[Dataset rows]
--- begin ---

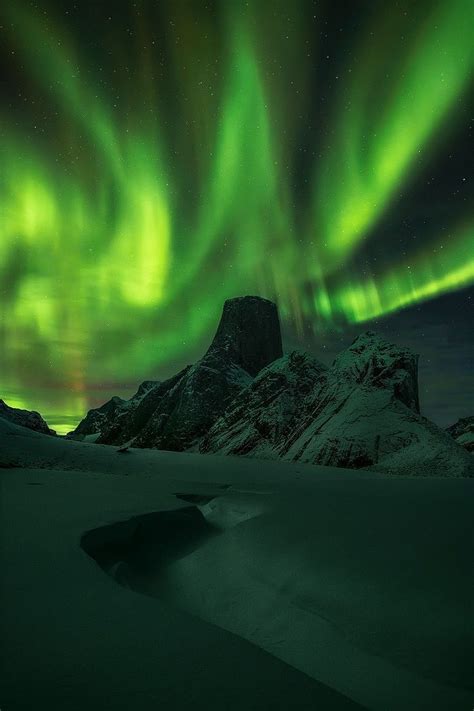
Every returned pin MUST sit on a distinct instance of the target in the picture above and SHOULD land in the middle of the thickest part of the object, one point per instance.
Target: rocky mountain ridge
(26, 418)
(245, 398)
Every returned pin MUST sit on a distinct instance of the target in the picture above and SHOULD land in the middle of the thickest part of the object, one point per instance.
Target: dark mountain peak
(248, 334)
(144, 388)
(463, 432)
(372, 360)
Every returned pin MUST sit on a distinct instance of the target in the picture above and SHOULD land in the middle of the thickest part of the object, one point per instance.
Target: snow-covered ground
(320, 588)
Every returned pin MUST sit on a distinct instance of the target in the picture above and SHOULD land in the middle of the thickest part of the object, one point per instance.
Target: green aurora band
(120, 235)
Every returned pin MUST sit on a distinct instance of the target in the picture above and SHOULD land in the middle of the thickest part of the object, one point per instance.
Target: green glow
(449, 267)
(121, 234)
(381, 134)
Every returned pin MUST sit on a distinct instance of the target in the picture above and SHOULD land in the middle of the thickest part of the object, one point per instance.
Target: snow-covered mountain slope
(361, 412)
(26, 418)
(463, 432)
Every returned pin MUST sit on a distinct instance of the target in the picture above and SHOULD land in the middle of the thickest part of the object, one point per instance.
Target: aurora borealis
(160, 157)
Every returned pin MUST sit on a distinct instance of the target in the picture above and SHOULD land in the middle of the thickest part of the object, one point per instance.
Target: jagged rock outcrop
(265, 413)
(177, 413)
(26, 418)
(362, 412)
(100, 419)
(463, 432)
(244, 398)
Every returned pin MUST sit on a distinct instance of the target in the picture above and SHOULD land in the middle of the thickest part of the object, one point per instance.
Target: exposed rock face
(248, 334)
(26, 418)
(244, 398)
(362, 412)
(463, 432)
(99, 420)
(265, 413)
(372, 361)
(176, 414)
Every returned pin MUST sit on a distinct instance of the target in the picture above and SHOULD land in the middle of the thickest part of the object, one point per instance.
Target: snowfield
(160, 580)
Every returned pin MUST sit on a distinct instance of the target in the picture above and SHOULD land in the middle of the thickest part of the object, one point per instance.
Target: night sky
(159, 157)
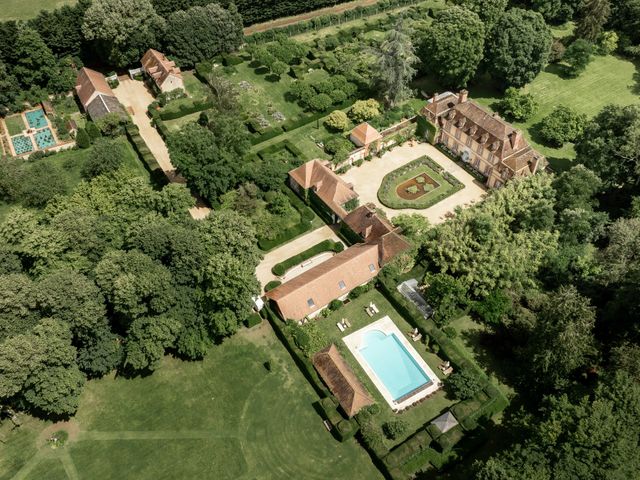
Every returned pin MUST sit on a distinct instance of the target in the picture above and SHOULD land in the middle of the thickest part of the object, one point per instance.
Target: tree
(446, 295)
(489, 11)
(364, 110)
(82, 138)
(106, 156)
(463, 384)
(35, 64)
(563, 339)
(517, 105)
(593, 15)
(577, 56)
(147, 339)
(42, 184)
(320, 102)
(201, 33)
(452, 46)
(608, 146)
(562, 125)
(337, 120)
(396, 59)
(518, 48)
(122, 30)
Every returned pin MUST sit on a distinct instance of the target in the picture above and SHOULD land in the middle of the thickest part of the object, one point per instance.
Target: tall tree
(518, 48)
(489, 11)
(452, 46)
(122, 29)
(396, 59)
(201, 33)
(563, 337)
(593, 15)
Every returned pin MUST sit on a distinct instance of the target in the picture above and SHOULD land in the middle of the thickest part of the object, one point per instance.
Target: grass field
(226, 417)
(354, 311)
(25, 9)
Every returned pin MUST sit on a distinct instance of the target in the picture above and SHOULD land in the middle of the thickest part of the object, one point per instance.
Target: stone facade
(485, 141)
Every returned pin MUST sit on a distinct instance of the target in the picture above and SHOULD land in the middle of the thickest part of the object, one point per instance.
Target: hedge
(324, 246)
(303, 363)
(184, 110)
(253, 320)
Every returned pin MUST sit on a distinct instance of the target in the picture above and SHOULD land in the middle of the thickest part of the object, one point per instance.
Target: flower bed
(419, 184)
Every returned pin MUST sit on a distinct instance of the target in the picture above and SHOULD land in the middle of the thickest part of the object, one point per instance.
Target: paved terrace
(367, 179)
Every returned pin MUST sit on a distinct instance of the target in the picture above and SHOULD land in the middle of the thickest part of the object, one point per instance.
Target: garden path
(136, 97)
(367, 179)
(300, 244)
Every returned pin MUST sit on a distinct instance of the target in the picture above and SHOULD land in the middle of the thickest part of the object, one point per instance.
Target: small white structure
(166, 75)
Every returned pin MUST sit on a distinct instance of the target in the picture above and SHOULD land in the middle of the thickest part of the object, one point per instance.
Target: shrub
(364, 110)
(253, 320)
(272, 284)
(82, 138)
(394, 428)
(517, 105)
(464, 384)
(337, 120)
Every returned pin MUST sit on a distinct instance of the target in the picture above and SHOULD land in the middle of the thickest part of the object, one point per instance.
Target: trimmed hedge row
(303, 363)
(324, 246)
(139, 145)
(387, 196)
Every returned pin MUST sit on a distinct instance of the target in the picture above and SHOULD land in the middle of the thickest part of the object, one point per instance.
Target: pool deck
(355, 342)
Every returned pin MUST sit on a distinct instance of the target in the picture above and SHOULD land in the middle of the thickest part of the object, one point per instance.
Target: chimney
(516, 138)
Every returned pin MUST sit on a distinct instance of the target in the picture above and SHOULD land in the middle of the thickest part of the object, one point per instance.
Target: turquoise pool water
(392, 363)
(44, 138)
(22, 144)
(36, 119)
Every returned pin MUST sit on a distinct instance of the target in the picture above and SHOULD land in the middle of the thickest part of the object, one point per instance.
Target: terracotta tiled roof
(159, 66)
(89, 84)
(321, 284)
(341, 380)
(365, 222)
(364, 134)
(331, 189)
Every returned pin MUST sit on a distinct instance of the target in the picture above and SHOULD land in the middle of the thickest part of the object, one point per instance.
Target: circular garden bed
(419, 184)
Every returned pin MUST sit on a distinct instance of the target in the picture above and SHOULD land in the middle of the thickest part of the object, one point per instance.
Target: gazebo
(445, 422)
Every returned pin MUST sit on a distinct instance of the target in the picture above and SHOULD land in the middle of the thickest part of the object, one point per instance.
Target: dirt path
(283, 22)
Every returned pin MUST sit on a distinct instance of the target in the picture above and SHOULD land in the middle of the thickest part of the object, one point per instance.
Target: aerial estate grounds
(227, 417)
(418, 184)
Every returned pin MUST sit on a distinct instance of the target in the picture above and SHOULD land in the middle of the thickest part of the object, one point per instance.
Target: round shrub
(272, 284)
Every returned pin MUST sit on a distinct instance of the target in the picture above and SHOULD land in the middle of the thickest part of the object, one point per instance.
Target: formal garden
(419, 184)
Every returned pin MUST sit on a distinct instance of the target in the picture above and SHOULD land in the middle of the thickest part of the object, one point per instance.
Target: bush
(464, 384)
(364, 110)
(272, 284)
(253, 320)
(337, 120)
(394, 428)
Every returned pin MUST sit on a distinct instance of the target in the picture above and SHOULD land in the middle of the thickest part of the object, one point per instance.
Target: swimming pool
(44, 138)
(36, 119)
(22, 144)
(392, 364)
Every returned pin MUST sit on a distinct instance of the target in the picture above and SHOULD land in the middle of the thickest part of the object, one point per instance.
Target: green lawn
(607, 80)
(26, 9)
(354, 311)
(388, 192)
(15, 124)
(224, 418)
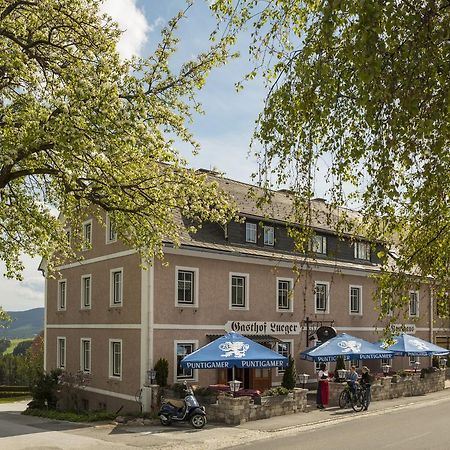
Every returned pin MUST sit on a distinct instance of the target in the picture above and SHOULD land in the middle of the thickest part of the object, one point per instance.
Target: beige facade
(108, 316)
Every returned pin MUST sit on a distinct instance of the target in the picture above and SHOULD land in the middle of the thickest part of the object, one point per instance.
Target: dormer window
(362, 250)
(250, 232)
(269, 235)
(318, 244)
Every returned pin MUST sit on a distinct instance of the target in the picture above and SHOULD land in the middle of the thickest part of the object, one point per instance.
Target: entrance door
(260, 379)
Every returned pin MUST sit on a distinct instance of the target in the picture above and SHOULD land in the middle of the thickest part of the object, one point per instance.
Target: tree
(364, 86)
(81, 127)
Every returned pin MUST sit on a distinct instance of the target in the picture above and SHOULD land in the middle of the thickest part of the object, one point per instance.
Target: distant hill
(25, 324)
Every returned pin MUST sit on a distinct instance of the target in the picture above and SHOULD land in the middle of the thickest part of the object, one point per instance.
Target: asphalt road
(423, 426)
(405, 423)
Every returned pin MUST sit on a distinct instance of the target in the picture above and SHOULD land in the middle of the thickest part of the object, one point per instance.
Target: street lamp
(303, 378)
(385, 368)
(151, 375)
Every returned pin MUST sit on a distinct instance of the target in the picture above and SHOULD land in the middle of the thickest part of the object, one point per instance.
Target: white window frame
(194, 344)
(246, 306)
(360, 312)
(111, 359)
(318, 244)
(85, 368)
(269, 235)
(361, 250)
(290, 307)
(109, 226)
(59, 306)
(83, 298)
(61, 364)
(327, 309)
(417, 299)
(251, 232)
(195, 292)
(113, 304)
(85, 241)
(291, 352)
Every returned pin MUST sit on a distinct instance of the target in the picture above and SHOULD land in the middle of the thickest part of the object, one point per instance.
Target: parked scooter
(187, 410)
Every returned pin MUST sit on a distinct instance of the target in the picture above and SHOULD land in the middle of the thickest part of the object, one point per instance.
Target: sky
(224, 132)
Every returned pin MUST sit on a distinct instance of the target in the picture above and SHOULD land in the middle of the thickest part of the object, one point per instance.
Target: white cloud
(26, 294)
(132, 22)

--- end ---

* [INSTRUCTIONS FOR THE TASK] List each line of the records above that includes the word "hedge", copying every such line in full.

* [OUTPUT BELOW]
Target: hedge
Target: trimmed hedge row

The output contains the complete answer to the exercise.